Top of MATERIAL PROVIDED

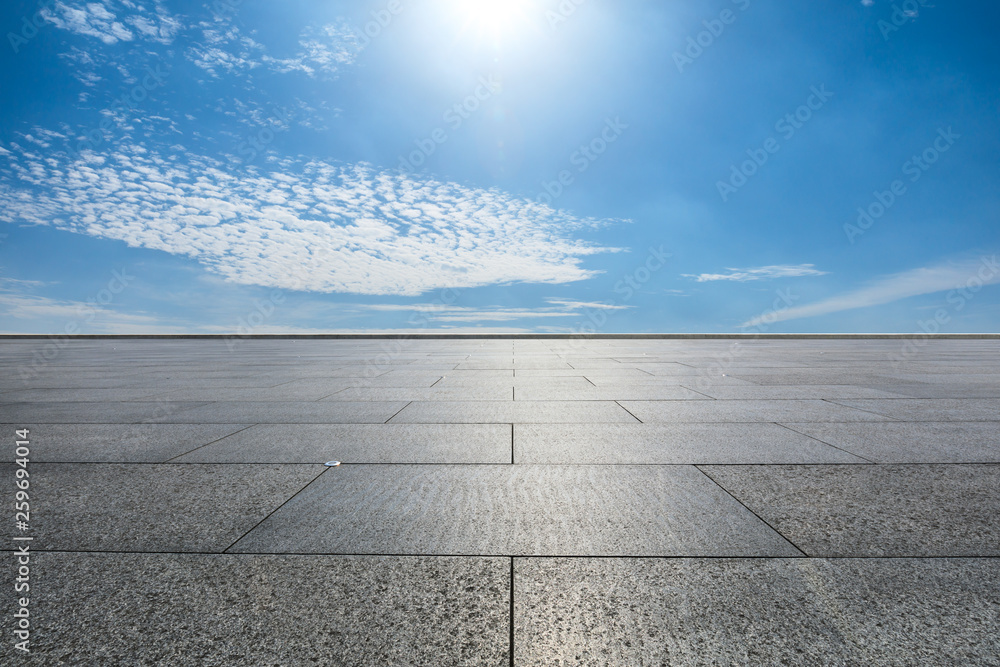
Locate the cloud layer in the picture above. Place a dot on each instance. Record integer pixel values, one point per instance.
(761, 273)
(969, 275)
(304, 226)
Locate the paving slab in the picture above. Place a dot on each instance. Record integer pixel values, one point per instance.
(488, 392)
(361, 443)
(912, 442)
(256, 394)
(874, 510)
(615, 393)
(181, 609)
(119, 443)
(281, 412)
(154, 507)
(937, 409)
(756, 611)
(515, 510)
(670, 444)
(85, 394)
(512, 412)
(747, 411)
(133, 412)
(784, 392)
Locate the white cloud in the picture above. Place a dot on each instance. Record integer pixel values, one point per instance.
(927, 280)
(439, 312)
(113, 21)
(761, 273)
(322, 51)
(310, 226)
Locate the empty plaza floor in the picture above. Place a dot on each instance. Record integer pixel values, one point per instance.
(504, 501)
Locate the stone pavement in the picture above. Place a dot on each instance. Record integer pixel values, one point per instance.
(525, 502)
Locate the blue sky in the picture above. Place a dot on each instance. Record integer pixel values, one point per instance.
(583, 165)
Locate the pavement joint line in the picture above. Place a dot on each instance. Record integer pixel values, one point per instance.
(512, 444)
(832, 401)
(828, 444)
(323, 398)
(618, 403)
(760, 518)
(511, 612)
(504, 463)
(271, 513)
(408, 404)
(698, 392)
(303, 554)
(208, 443)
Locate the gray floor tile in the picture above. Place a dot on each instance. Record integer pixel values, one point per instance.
(517, 412)
(756, 612)
(133, 412)
(154, 507)
(119, 443)
(361, 443)
(936, 409)
(278, 412)
(669, 444)
(83, 394)
(436, 393)
(253, 395)
(617, 393)
(782, 392)
(746, 411)
(913, 442)
(497, 510)
(171, 609)
(874, 510)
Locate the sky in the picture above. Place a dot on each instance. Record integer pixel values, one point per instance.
(553, 166)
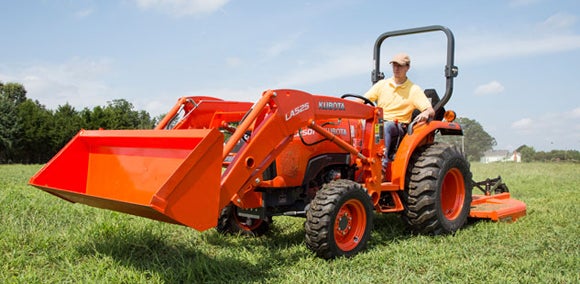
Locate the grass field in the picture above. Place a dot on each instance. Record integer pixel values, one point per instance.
(45, 239)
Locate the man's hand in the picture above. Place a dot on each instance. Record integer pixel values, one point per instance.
(425, 115)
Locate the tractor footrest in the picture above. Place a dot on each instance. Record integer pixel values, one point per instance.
(498, 207)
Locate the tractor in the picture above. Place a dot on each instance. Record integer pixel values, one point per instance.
(234, 166)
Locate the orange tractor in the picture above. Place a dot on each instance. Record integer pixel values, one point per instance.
(236, 165)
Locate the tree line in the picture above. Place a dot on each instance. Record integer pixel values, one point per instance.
(31, 134)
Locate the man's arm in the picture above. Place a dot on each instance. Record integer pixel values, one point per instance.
(426, 114)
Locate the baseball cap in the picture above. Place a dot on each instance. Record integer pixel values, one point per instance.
(401, 59)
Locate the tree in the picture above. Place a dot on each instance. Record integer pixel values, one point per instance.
(11, 96)
(67, 122)
(33, 143)
(475, 140)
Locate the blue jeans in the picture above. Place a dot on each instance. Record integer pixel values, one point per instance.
(392, 132)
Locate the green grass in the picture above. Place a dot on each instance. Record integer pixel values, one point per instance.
(46, 239)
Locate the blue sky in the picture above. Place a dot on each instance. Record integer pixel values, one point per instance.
(519, 60)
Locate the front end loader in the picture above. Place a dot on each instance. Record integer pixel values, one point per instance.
(236, 165)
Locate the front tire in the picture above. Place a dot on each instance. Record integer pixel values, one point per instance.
(339, 220)
(437, 198)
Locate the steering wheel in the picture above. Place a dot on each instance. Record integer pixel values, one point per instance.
(367, 101)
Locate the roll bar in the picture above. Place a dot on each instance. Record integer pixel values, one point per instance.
(451, 70)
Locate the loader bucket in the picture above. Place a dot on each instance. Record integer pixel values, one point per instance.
(167, 175)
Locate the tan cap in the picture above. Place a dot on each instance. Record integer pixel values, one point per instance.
(401, 59)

Bottom of MATERIAL PROVIDED

WORK ORDER ▸ Would you give the entries above again verbatim, omitting the images they contain?

RESULT OF THIS TASK ▸
Locate the cloud layer in the picture above. Place a dot on each instance. Record integer pixel values, one point per instance.
(761, 273)
(969, 275)
(304, 226)
Locate the paving slab in the picture above. Place a dot on each instance. Record integer pixel values, one point per instance.
(488, 392)
(361, 443)
(912, 442)
(256, 394)
(874, 510)
(615, 393)
(181, 609)
(119, 443)
(281, 412)
(154, 507)
(937, 409)
(756, 611)
(515, 510)
(670, 444)
(85, 394)
(512, 412)
(747, 411)
(133, 412)
(784, 392)
Locate the white cloud in the picture above. Place a dot on each instance. Record integer pixel values, one point per instance.
(927, 280)
(439, 312)
(113, 21)
(761, 273)
(322, 51)
(310, 226)
Locate the empty plaza floor in the picture above. Place a dot on each instance. Record integer pixel values, one point per instance.
(504, 501)
Locate the stone pavement in the picture above. Place a dot on each instance. Record integer pixel values, one point per instance.
(525, 502)
Locate the blue sky in the picture above. Place a dot on each instance. Record integer pixel values, one point per instance.
(583, 165)
Locate the pavement joint line in the picture above. Place a dot on each instance. Record integer pixel values, one point per instance.
(512, 444)
(832, 401)
(828, 444)
(323, 398)
(618, 403)
(760, 518)
(511, 612)
(504, 463)
(271, 513)
(408, 404)
(698, 392)
(303, 554)
(208, 443)
Locate the gray floor tile in the picture above. Place a dot on each instance. Record integer pixel values, one point per instance.
(517, 412)
(756, 612)
(133, 412)
(154, 507)
(119, 443)
(361, 443)
(936, 409)
(278, 412)
(669, 444)
(83, 394)
(436, 393)
(253, 395)
(617, 393)
(782, 392)
(746, 411)
(913, 442)
(497, 510)
(171, 609)
(874, 510)
Locate the sky in the picture above. Place a dot on each instance. Record integer pixel values, one point per instance.
(553, 166)
Locate the grass field in the picture above. Place a dot on each instance. Record integer pixel values, one point per instance.
(45, 239)
Locate the man's hand in the picture above. Place a dot on each instance. Record integer pixel values, one point per instance.
(425, 115)
Locate the tractor footrest in the picture above. Place a dot on each instance. Record integer pixel values, one point per instance.
(498, 207)
Locate the tractor in the picture above. Place a dot on each instance. Record integer pixel values, one point per instance.
(234, 166)
Locate the orange tractor in the picture above. Place a dot on each instance. Record integer pixel values, one point per instance.
(236, 165)
Locate the tree line in the picture above. Place a dot on each instance. Record integer pixel values, one point per instance.
(31, 134)
Locate the man's arm in the picture above. Place a dot on each instance. Record integer pixel values, one point per instance.
(426, 114)
Locate the baseball cap in the picture above. Place a dot on each instance. Record integer pixel values, one point per instance.
(401, 59)
Locate the tree in the picture above. Place a dot on each instance. Record integer pixel values, one point per instance.
(11, 96)
(67, 122)
(33, 143)
(475, 140)
Locate the blue jeans in the picture above. Place a dot on each instance. Record integer pixel values, one point per instance.
(392, 132)
Locate the green grass in the picture above. Place a dot on each instance. Record integer pixel values, one point per instance.
(46, 239)
Locate the blue sky in the picture above. Place a dot on each instance. Record integer pixel values, one point per instance.
(519, 60)
Locate the front end loader in the picture above. Place a dot on each instance. Record integer pixel values, one point per instance.
(236, 165)
Locate the front tire in the picture above. Place a dot on each instance. Record integer pixel values, one point per instance.
(339, 220)
(437, 198)
Locate the steering wheel in the picture above. Place a dot on each instance. Record integer pixel values, one point per instance.
(367, 101)
Locate the roll bar in the picture above. Place a dot on each instance. Record integer pixel values, one point per instance.
(451, 70)
Locate the loader bucket in the picture above. Place a dot on each instance. Record integer pixel values, one point per instance.
(167, 175)
Locate the tan cap in the picture above. Place a dot on each instance. Record integer pixel values, one point per instance.
(401, 59)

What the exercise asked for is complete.